> **Tasks to carry out**
1) List every mean per-loop time that the %timeit output in the numpy and numba passage reports.
2) Reproduce the numpy and numba passage word for word, starting at "Many numpy functions" and continuing up to and including "compiler is required.".
3) In the numpy and numba passage, which environment variable should be set to 1 to turn off the internal use of threads when numpy is built with Intel's MKL library?

> **Passage**
>> Start
Numpy uses an optimized version of the dot product (from the BLAS library) for calculating the sliding dot product.

The storage size of the numpy array is close to a C array. The overhead of less than 100 bytes matters only for scalar values and small arrays:

In [16]:
print('Storage size of numpy array: {} bytes'.format(sys.getsizeof(a)))
Storage size of numpy array: 65632 bytes

Numpy multi-threaded

Many numpy functions release the GIL and can be run in parallel on multiple CPU cores:

In [17]:
%timeit map_threaded(correlate_numpy, [a, a], [b, b])
11.3 ms ± 75.1 µs per loop (mean ± std. dev. of 7 runs, 100 loops each)

However, depending on the numpy build options, some functions might use threads internally, which can cause oversubscription and parallel execution to be slower than sequential. In such cases, when using numpy built with Intel's MKL library, set the MKL_NUM_THREADS environment variable to 1 to disable the libraries internal use of threads.

Just-in-time compile Python code with Numba

The numba library can generate optimized machine code from Python code using the LLVM compiler infrastructure. No external C compiler is required.

We can simply decorate the pure Python functions with numba.jit and use numpy array instead of lists:

In [18]:
import numpy
import numba


@numba.jit(nogil=True)
def dot_numba(a, b, start, stop, delay):
    """Return dot product of two sequences in range."""
    sum = 0.0
    for n in range(start, stop):
        sum += a[n + delay] * b[n]
    return sum


@numba.jit
def correlate_numba(a, b):
    """Return linear correlation of two one-dimensional arrays."""
    size = len(a)
    maxdelay = size // 2
    
    c = numpy.empty(size, 'float64')
    
    # negative shifts
    for delay in range(-maxdelay, 0):
        c[delay + maxdelay] = dot_numba(a, b, -delay, size, delay)
    # positive shifts
    for delay in range(maxdelay + size % 2):
        c[delay + maxdelay] = dot_numba(a, b, 0, size-delay, delay)

    return c


test_correlate(correlate_numba)

%timeit correlate_numba(a, b)
%timeit map_threaded(correlate_numba, [a, a], [b, b])
39.4 ms ± 48.2 µs per loop (mean ± std. dev. of 7 runs, 10 loops each)
83.1 ms ± 409 µs per loop (mean ± std. dev. of 7 runs, 10 loops each)

Compiling Python code with numba achieves speed comparable to C.
>> End
Raw records:
>> Start
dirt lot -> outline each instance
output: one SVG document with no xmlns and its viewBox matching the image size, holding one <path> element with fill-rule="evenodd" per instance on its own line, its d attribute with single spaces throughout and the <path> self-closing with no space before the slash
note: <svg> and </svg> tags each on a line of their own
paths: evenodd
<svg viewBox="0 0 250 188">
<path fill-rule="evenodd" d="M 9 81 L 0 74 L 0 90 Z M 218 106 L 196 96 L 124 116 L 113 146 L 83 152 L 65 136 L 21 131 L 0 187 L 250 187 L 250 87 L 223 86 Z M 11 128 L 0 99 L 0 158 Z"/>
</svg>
>> End
>> Start
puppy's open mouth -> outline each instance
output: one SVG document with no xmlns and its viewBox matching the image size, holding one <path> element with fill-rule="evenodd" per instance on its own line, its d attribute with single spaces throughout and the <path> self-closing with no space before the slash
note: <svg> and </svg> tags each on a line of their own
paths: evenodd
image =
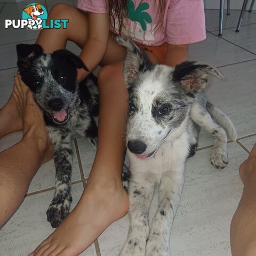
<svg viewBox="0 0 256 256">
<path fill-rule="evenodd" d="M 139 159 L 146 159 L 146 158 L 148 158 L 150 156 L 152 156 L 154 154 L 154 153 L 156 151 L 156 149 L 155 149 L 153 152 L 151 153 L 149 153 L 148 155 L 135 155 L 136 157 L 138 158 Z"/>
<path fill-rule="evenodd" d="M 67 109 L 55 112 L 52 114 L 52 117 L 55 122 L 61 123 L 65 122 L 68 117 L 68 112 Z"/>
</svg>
>> End
>> Start
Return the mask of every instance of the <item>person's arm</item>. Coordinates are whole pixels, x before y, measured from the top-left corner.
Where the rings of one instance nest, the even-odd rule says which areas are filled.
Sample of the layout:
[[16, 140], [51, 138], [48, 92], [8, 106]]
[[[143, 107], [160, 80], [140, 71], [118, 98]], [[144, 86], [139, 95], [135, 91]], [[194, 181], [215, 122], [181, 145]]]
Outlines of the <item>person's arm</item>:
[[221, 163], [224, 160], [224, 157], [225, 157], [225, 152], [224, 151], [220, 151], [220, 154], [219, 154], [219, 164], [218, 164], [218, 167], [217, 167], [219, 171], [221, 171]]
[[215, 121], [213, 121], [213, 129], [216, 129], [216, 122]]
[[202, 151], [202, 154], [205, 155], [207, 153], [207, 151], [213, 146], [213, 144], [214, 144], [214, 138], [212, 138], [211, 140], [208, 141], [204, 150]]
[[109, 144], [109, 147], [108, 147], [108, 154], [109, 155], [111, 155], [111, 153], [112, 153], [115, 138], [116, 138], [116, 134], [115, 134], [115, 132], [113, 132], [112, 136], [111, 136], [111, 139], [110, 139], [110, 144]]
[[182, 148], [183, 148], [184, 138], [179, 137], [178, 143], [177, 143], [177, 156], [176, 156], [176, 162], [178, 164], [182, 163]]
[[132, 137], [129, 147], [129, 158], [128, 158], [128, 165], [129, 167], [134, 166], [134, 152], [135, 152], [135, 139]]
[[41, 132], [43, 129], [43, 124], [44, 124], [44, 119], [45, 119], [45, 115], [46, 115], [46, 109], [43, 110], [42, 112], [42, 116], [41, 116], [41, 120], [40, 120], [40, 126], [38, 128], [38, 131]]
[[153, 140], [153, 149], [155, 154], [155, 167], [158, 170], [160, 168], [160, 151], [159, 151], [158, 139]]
>> End
> **Answer list**
1) 11.3 ms, 39.4 ms, 83.1 ms

2)
Many numpy functions release the GIL and can be run in parallel on multiple CPU cores:

In [17]:
%timeit map_threaded(correlate_numpy, [a, a], [b, b])
11.3 ms ± 75.1 µs per loop (mean ± std. dev. of 7 runs, 100 loops each)

However, depending on the numpy build options, some functions might use threads internally, which can cause oversubscription and parallel execution to be slower than sequential. In such cases, when using numpy built with Intel's MKL library, set the MKL_NUM_THREADS environment variable to 1 to disable the libraries internal use of threads.

Just-in-time compile Python code with Numba

The numba library can generate optimized machine code from Python code using the LLVM compiler infrastructure. No external C compiler is required.

3) MKL_NUM_THREADS